Exercise brief: From the first line of the entries below through the line holding "box: [800, 747, 823, 776]", write out every line exactly, please, and leave out the pictures.

(Dataset records)
# # # #

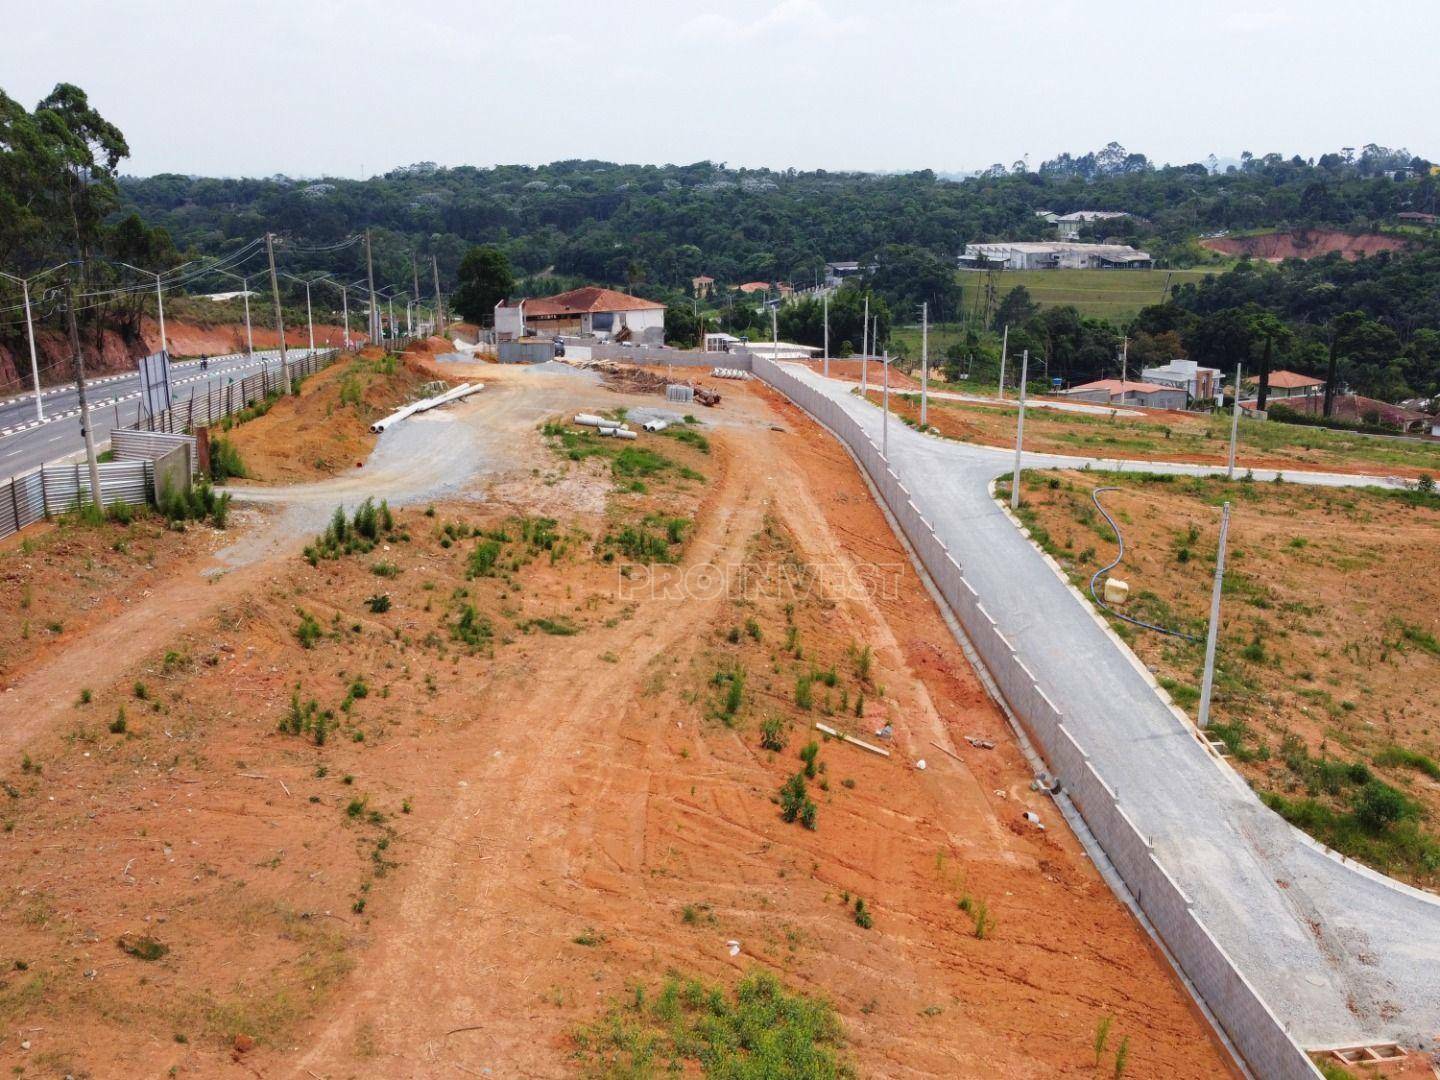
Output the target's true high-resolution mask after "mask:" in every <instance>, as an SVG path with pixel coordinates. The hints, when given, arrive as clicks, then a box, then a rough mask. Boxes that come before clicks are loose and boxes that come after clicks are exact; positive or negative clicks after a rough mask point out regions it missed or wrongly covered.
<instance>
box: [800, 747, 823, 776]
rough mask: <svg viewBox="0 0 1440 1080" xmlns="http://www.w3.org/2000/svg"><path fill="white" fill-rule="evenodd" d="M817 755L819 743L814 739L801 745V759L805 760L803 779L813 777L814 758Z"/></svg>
mask: <svg viewBox="0 0 1440 1080" xmlns="http://www.w3.org/2000/svg"><path fill="white" fill-rule="evenodd" d="M816 757H819V743H816V742H815V740H814V739H812V740H811V742H808V743H805V746H802V747H801V760H802V762H805V779H808V780H812V779H815V759H816Z"/></svg>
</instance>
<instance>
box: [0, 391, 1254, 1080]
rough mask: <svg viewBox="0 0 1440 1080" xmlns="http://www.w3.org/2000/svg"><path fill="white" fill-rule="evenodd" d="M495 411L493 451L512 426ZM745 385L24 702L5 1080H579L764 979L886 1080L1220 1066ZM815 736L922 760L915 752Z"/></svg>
mask: <svg viewBox="0 0 1440 1080" xmlns="http://www.w3.org/2000/svg"><path fill="white" fill-rule="evenodd" d="M491 370H494V369H491ZM494 377H495V379H497V383H504V382H505V380H514V386H513V387H508V389H511V390H513V392H514V393H513V395H511V396H510V397H508V399H507V397H505V395H503V393H498V392H497V393H495V395H494V397H491V396H490V392H488V390H487V396H485V397H487V400H484V402H480V403H477V406H475V409H474V412H472V413H471V415H472V416H474V422H475V423H485V422H487V415H488V413H487V410H488V409H495V408H501V406H504V408H505V409H507V412H505V413H504V415H505V416H518V415H520V412H518V410H517V409H514V402H516V400H517V397H516V395H523V393H524V390H523V387H524V382H523V380H524V377H526V376H524V374H523V373H507V372H495V373H494ZM500 389H505V387H503V386H501V387H500ZM726 390H727V397H726V403H724V406H723V408H721V409H717V410H706V412H704V415H703V416H701V418H700V419H701V420H703V423H697V425H684V423H681V425H677V426H675V429H674V432H675V433H674V435H667V436H658V438H644V439H642V441H636V442H631V444H613V442H612V441H600V439H596V438H595V436H590V435H586V433H582V432H577V431H576V429H572V428H570V426H569V425H566V423H564V422H563V418H562V416H554V415H544V413H543V412H541V415H540V416H537V418H534V419H531V420H528V423H527V428H526V429H524V431H527V432H528V436H527V438H524V439H518V438H517V439H511V441H510V442H511V444H514V454H516V455H517V456H516V458H514V459H510V461H505V462H504V464H503V467H501V468H491V471H490V472H488V480H490V481H491V482H490V485H488V488H485V490H484V491H482V492H480V494H481V495H482V498H481V500H480V501H477V500H467V501H452V503H441V504H438V505H435V507H432V508H422V507H416V508H410V510H405V511H397V513H396V514H395V518H393V521H389V523H386V521H383V520H379V521H376V523H374V524H373V526H370V524H369V523H356V524H351V526H348V527H347V530H346V534H344V536H340V534H337V533H333V534H331V537H330V541H320V543H318V544H314V546H312V549H311V560H310V562H307V559H305V557H302V556H301V554H300V553H298V552H295V550H294V549H292V553H291V554H287V556H285V557H284V559H278V560H268V562H259V563H255V564H252V566H249V567H242V569H238V570H233V572H232V573H226V575H223V576H220V577H217V579H199V577H197V576H196V572H197V570H199V569H202V567H203V566H207V564H209V563H207V562H206V560H204V559H203V556H200V554H196V556H194V557H193V559H190V560H189V562H186V560H180V562H176V563H174V564H173V575H171V579H170V580H167V582H157V583H156V585H154V588H153V596H151V598H148V599H145V598H140V596H137V598H134V599H135V605H140V606H138V608H135V609H134V611H132V612H131V613H130V616H128V621H120V629H118V631H115V632H114V634H112V635H111V636H108V638H107V636H104V635H102V634H101V632H99V631H96V632H95V634H92V635H82V638H84V639H81V641H76V642H73V645H72V648H71V649H68V651H65V652H59V654H56V655H55V657H52V658H48V660H46V662H43V664H37V665H35V667H33V668H32V670H30V672H29V674H27V677H26V680H23V683H22V684H20V685H19V687H17V688H16V690H14V691H13V693H12V694H10V696H7V697H9V701H10V704H12V706H13V707H14V711H16V713H17V714H23V716H24V717H26V721H24V723H19V724H13V726H10V727H6V729H4V730H0V760H3V762H4V766H3V768H0V778H3V779H4V782H6V783H7V785H9V788H7V792H9V793H7V795H6V796H4V806H3V814H4V827H6V831H4V832H3V834H0V851H3V852H4V858H3V860H0V897H3V901H0V904H3V906H0V940H3V942H4V945H3V946H0V953H3V956H0V959H3V960H4V968H6V973H4V975H3V976H0V1063H4V1064H7V1066H12V1067H16V1068H20V1070H24V1073H26V1074H36V1076H50V1074H65V1073H72V1074H76V1076H84V1074H89V1076H115V1074H137V1073H140V1074H151V1073H160V1071H164V1070H168V1068H174V1071H176V1073H177V1074H184V1073H189V1074H204V1076H215V1074H230V1073H235V1074H236V1076H240V1074H245V1073H249V1074H255V1076H282V1074H284V1076H291V1074H297V1076H300V1074H310V1076H321V1077H347V1076H454V1074H456V1073H462V1074H487V1070H490V1073H488V1074H497V1076H498V1074H511V1076H537V1077H540V1076H544V1077H549V1076H572V1074H576V1073H580V1071H585V1070H586V1066H585V1063H583V1061H582V1060H580V1058H579V1057H577V1053H579V1051H580V1043H577V1034H579V1032H580V1031H582V1028H585V1027H586V1025H589V1024H592V1022H593V1021H596V1020H599V1018H602V1017H603V1015H606V1014H608V1012H609V1009H612V1008H613V1007H615V1002H619V1001H632V999H635V988H636V986H641V988H649V989H651V991H652V989H655V988H657V986H658V984H660V981H661V978H662V973H664V972H667V971H677V972H681V973H684V975H694V976H698V978H703V979H704V981H707V982H710V984H714V985H721V986H726V985H732V984H734V982H736V981H737V979H739V978H740V976H742V975H743V973H744V972H747V971H753V969H757V968H759V969H768V971H772V972H776V973H778V975H779V976H780V979H782V981H783V982H785V984H786V985H788V986H791V988H792V989H795V991H799V992H804V994H805V995H809V996H812V998H816V999H818V998H825V999H828V1001H831V1002H832V1004H834V1008H835V1012H837V1015H838V1017H840V1021H841V1022H842V1025H844V1043H845V1045H844V1051H842V1053H844V1056H845V1057H847V1058H848V1060H850V1061H851V1063H852V1064H854V1067H855V1070H857V1071H858V1074H861V1076H936V1074H943V1076H976V1077H981V1076H985V1077H991V1076H1047V1077H1048V1076H1094V1074H1096V1071H1097V1067H1096V1051H1094V1050H1093V1043H1094V1035H1096V1028H1097V1024H1100V1021H1102V1020H1103V1018H1106V1017H1110V1018H1113V1020H1112V1028H1110V1037H1109V1043H1107V1048H1106V1051H1104V1054H1103V1057H1104V1063H1103V1070H1104V1073H1106V1074H1110V1073H1112V1071H1113V1058H1115V1056H1116V1051H1117V1050H1119V1047H1120V1045H1122V1040H1123V1045H1125V1047H1126V1054H1128V1074H1130V1076H1182V1077H1189V1076H1194V1077H1201V1076H1205V1077H1211V1076H1223V1074H1227V1066H1225V1063H1224V1060H1223V1057H1221V1054H1220V1051H1218V1048H1217V1047H1215V1044H1214V1041H1212V1038H1211V1037H1210V1032H1208V1030H1207V1027H1205V1024H1204V1021H1202V1020H1201V1017H1200V1015H1198V1012H1197V1011H1195V1009H1194V1008H1192V1005H1191V1004H1189V1002H1188V999H1187V998H1185V996H1184V994H1182V991H1181V988H1179V986H1178V984H1176V982H1175V979H1174V976H1172V975H1171V973H1169V971H1168V969H1166V968H1165V965H1164V962H1162V960H1161V959H1159V958H1158V956H1156V955H1155V952H1153V950H1152V948H1151V946H1149V943H1148V940H1146V939H1145V936H1143V933H1142V932H1140V930H1139V927H1138V926H1136V924H1135V923H1133V922H1132V920H1130V917H1129V916H1128V914H1126V913H1125V910H1123V909H1122V907H1120V906H1119V903H1117V901H1116V900H1115V897H1113V896H1112V894H1110V893H1109V890H1107V888H1106V887H1104V884H1103V883H1102V881H1100V878H1099V877H1097V874H1096V873H1094V870H1093V868H1092V867H1090V865H1089V863H1087V861H1086V858H1084V855H1083V852H1081V851H1080V848H1079V845H1077V842H1076V841H1074V838H1073V837H1071V835H1070V834H1068V831H1067V829H1066V827H1064V824H1063V821H1061V819H1060V818H1058V816H1057V815H1056V812H1054V811H1053V808H1051V805H1050V804H1048V802H1045V801H1043V798H1040V796H1037V795H1035V793H1032V792H1031V791H1030V788H1028V782H1030V772H1028V768H1027V766H1025V763H1024V760H1022V757H1021V755H1020V752H1018V749H1017V747H1015V744H1014V743H1012V740H1011V737H1009V733H1008V729H1007V726H1005V723H1004V719H1002V717H1001V716H999V713H998V711H996V710H995V707H994V706H992V704H991V703H989V700H988V698H986V697H985V694H984V691H982V688H981V687H979V685H978V683H976V680H975V675H973V672H972V671H971V670H969V667H968V665H966V662H965V660H963V657H962V654H960V652H959V649H958V647H956V645H955V644H953V641H952V638H950V635H949V632H948V629H946V626H945V624H943V622H942V621H940V616H939V613H937V612H936V609H935V608H933V605H932V603H930V600H929V598H927V596H926V593H924V590H923V588H922V585H920V582H919V580H917V577H916V576H914V573H913V570H912V569H910V566H909V563H907V562H906V559H904V553H903V550H901V547H900V546H899V543H897V541H896V540H894V537H893V534H891V533H890V531H888V528H887V526H886V521H884V518H883V516H881V513H880V511H878V510H877V507H876V505H874V503H873V500H871V497H870V494H868V491H867V488H865V487H864V482H863V481H861V480H860V477H858V475H857V472H855V469H854V465H852V464H851V461H850V459H848V456H845V454H844V451H841V449H840V448H838V446H837V444H834V442H832V441H831V439H829V438H827V436H824V435H822V433H821V432H818V431H816V429H815V428H814V426H812V425H811V423H809V422H808V420H806V419H805V418H804V416H802V415H801V413H798V412H796V410H795V409H792V408H791V406H789V405H786V403H785V402H782V400H778V399H775V397H773V396H772V395H770V393H769V392H766V390H765V389H763V387H759V386H755V384H742V386H736V384H729V386H726ZM576 393H579V392H576ZM592 393H593V402H595V405H593V406H592V408H596V409H603V408H612V405H615V403H616V399H615V396H613V395H611V392H608V390H603V389H600V387H593V392H592ZM507 400H508V402H510V405H508V406H507V405H505V402H507ZM654 400H655V403H657V405H662V402H661V399H654ZM492 402H494V405H492ZM539 425H549V426H544V428H543V431H540V429H537V426H539ZM516 433H518V429H517V432H516ZM269 521H271V518H262V520H261V521H259V524H256V526H253V528H258V530H264V528H266V527H271V526H269V524H268V523H269ZM132 527H134V526H132ZM357 527H359V530H360V533H359V537H357V534H356V531H354V530H356V528H357ZM369 531H373V533H374V539H373V540H372V539H367V537H366V536H364V534H366V533H369ZM347 547H348V549H350V550H348V553H346V549H347ZM366 549H369V550H366ZM331 554H334V556H336V557H330V556H331ZM52 580H53V589H56V590H60V589H65V588H66V583H65V579H63V576H60V575H59V573H56V575H55V576H53V579H52ZM210 580H213V583H207V582H210ZM117 588H125V586H124V585H118V586H117ZM144 605H150V606H153V608H154V613H156V615H158V613H160V612H161V611H164V612H168V613H170V615H171V616H173V618H148V619H143V618H140V616H141V615H144V613H145V612H144ZM107 632H109V631H107ZM92 638H94V639H92ZM82 680H84V681H82ZM81 687H88V688H92V696H91V698H89V700H88V701H85V703H84V704H78V703H79V701H81V698H79V690H81ZM311 703H314V704H311ZM121 720H124V723H120V721H121ZM815 721H822V723H827V724H831V726H834V727H835V729H838V730H844V732H851V733H855V734H858V736H860V737H863V739H865V740H868V742H883V740H880V739H877V736H876V734H874V732H876V730H877V729H878V727H881V726H883V724H884V723H890V724H893V729H894V739H893V742H888V743H886V746H887V747H888V749H890V750H891V757H888V759H887V757H880V756H876V755H871V753H867V752H865V750H863V749H858V747H855V746H851V744H845V743H840V742H831V740H818V739H816V733H815V732H814V729H812V724H814V723H815ZM966 736H969V737H973V739H975V740H976V742H978V743H981V744H979V746H976V744H971V743H969V742H968V740H966ZM812 740H815V752H814V757H815V762H814V775H811V776H809V778H808V779H806V778H805V776H804V770H805V762H804V760H802V756H801V752H802V750H805V752H806V753H809V752H808V749H806V747H808V744H809V743H811V742H812ZM985 742H989V743H994V747H992V749H989V747H985V746H984V743H985ZM765 743H769V747H770V749H768V747H766V744H765ZM937 743H939V746H937ZM942 747H943V749H942ZM919 759H924V760H926V763H927V768H926V769H923V770H922V769H919V768H917V765H916V763H917V760H919ZM798 773H799V775H801V780H799V783H802V785H804V788H805V795H804V799H805V801H808V802H809V806H811V808H809V809H804V806H799V805H798V806H796V809H798V811H799V814H798V818H799V819H798V821H792V822H788V821H785V814H783V812H782V806H780V805H778V804H779V801H780V798H779V796H780V789H782V786H785V785H786V783H788V782H789V785H791V788H792V789H793V786H795V783H796V780H795V779H793V778H795V776H796V775H798ZM1025 809H1030V811H1032V812H1034V814H1037V815H1038V816H1040V819H1041V821H1043V822H1044V825H1045V827H1047V828H1045V829H1044V831H1041V829H1037V828H1035V827H1034V825H1031V824H1028V822H1025V821H1024V819H1022V818H1021V812H1022V811H1025ZM806 819H808V821H809V822H811V824H812V825H814V828H806V827H805V824H804V822H805V821H806ZM858 900H863V901H864V906H863V907H861V909H858V910H857V901H858ZM861 912H863V913H864V919H860V917H858V916H860V913H861ZM864 922H868V923H870V924H868V927H867V926H863V924H861V923H864ZM730 942H734V943H736V946H733V948H732V946H730V945H729V943H730ZM611 1050H613V1051H615V1054H619V1056H622V1057H624V1054H625V1053H629V1051H628V1050H626V1048H624V1047H611ZM592 1064H593V1063H592ZM696 1071H697V1070H696V1068H690V1070H688V1074H696Z"/></svg>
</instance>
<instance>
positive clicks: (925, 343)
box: [920, 301, 930, 431]
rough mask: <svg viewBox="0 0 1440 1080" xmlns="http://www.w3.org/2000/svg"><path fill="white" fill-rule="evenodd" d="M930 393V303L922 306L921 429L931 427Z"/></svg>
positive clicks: (920, 391) (924, 302)
mask: <svg viewBox="0 0 1440 1080" xmlns="http://www.w3.org/2000/svg"><path fill="white" fill-rule="evenodd" d="M929 393H930V301H924V302H923V304H922V305H920V429H922V431H924V429H926V428H927V426H929V415H927V410H926V397H929Z"/></svg>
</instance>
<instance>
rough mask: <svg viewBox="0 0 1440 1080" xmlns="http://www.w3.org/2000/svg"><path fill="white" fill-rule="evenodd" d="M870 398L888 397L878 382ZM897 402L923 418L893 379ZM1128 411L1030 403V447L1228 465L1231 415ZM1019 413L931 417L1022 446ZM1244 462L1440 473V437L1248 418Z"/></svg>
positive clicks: (892, 395)
mask: <svg viewBox="0 0 1440 1080" xmlns="http://www.w3.org/2000/svg"><path fill="white" fill-rule="evenodd" d="M871 374H874V372H871ZM870 399H871V400H873V402H876V403H877V405H878V403H880V395H878V393H877V392H876V389H874V383H873V382H871V390H870ZM890 408H891V409H894V410H896V413H897V415H899V416H901V418H904V419H906V420H907V422H910V423H913V425H917V423H919V420H920V395H919V393H907V395H897V393H894V384H891V393H890ZM1128 412H1139V413H1140V415H1138V416H1136V415H1117V416H1107V415H1094V413H1077V412H1058V410H1056V409H1038V408H1035V409H1027V410H1025V449H1030V451H1037V452H1043V454H1084V455H1094V456H1099V458H1119V459H1125V461H1188V462H1194V464H1205V465H1224V464H1225V459H1227V456H1228V448H1230V418H1228V416H1218V415H1214V416H1211V415H1202V413H1189V412H1166V410H1159V409H1145V410H1138V409H1136V410H1128ZM1015 413H1017V408H1015V405H981V403H972V402H956V400H946V399H942V397H932V399H930V409H929V416H927V419H929V422H930V426H933V428H935V429H936V431H939V433H940V435H945V436H946V438H952V439H960V441H965V442H978V444H982V445H986V446H1005V448H1014V445H1015ZM1238 462H1240V468H1241V469H1246V468H1257V469H1269V468H1279V469H1287V468H1290V469H1316V471H1325V472H1372V474H1380V475H1395V477H1421V475H1430V477H1440V442H1400V441H1392V439H1374V438H1367V436H1364V435H1352V433H1349V432H1338V431H1323V429H1319V428H1302V426H1296V425H1287V423H1279V422H1272V420H1241V422H1240V451H1238Z"/></svg>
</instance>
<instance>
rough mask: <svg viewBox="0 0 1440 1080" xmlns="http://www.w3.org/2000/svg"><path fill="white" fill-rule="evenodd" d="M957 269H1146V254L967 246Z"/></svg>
mask: <svg viewBox="0 0 1440 1080" xmlns="http://www.w3.org/2000/svg"><path fill="white" fill-rule="evenodd" d="M959 264H960V269H1149V268H1151V266H1153V265H1155V261H1153V259H1152V258H1151V255H1149V252H1143V251H1136V249H1135V248H1132V246H1130V245H1128V243H1064V242H1028V240H1024V242H1007V243H966V245H965V253H963V255H960V258H959Z"/></svg>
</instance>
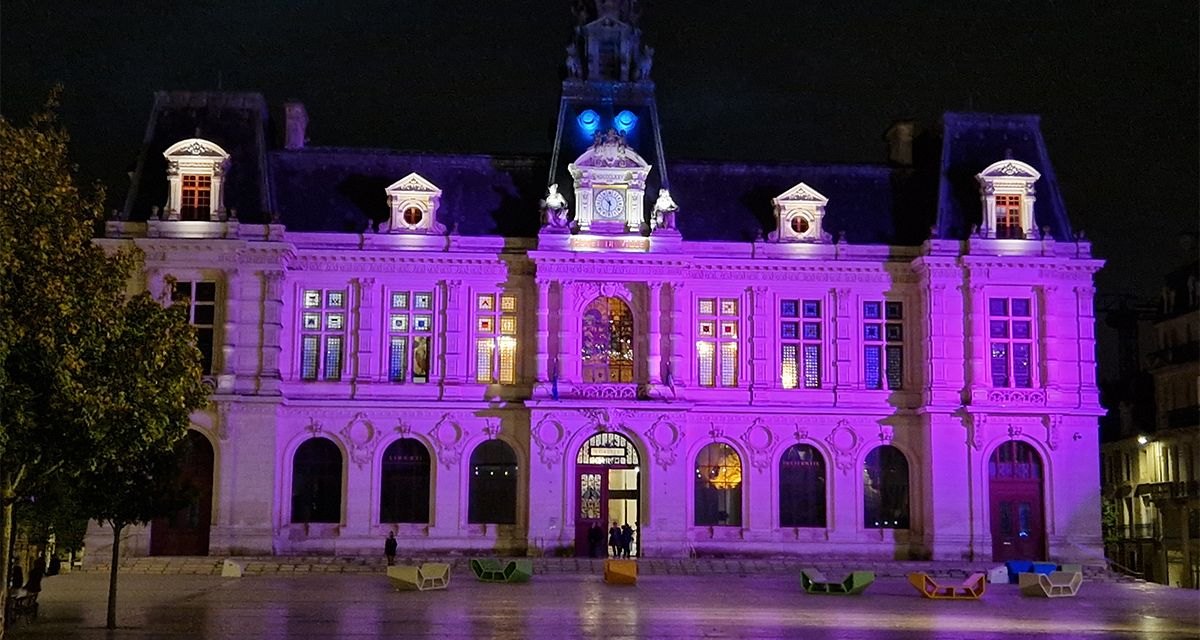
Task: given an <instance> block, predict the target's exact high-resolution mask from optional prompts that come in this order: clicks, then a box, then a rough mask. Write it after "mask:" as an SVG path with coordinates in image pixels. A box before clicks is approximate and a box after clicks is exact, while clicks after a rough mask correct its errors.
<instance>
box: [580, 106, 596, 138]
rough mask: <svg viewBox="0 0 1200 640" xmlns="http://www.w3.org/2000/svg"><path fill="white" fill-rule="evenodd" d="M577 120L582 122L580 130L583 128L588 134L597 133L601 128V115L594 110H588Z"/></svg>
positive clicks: (582, 128)
mask: <svg viewBox="0 0 1200 640" xmlns="http://www.w3.org/2000/svg"><path fill="white" fill-rule="evenodd" d="M576 120H577V121H578V122H580V128H582V130H583V131H584V132H587V133H588V134H592V133H595V132H596V130H598V128H600V114H598V113H596V112H594V110H592V109H587V110H584V112H583V113H581V114H580V116H578V118H576Z"/></svg>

# # # #

Worked solution:
Output the target's true high-resolution mask after "mask:" in every <instance>, as an SVG path with pixel coordinates. The hints, when given, arrive as clicks, then a box, then a rough mask. Boxes that come before clicks are loose and boxes that come after clicks are exact; positive or negative clicks after a rough mask point out regions it missed or wrongly covered.
<instance>
box: [800, 747, 823, 776]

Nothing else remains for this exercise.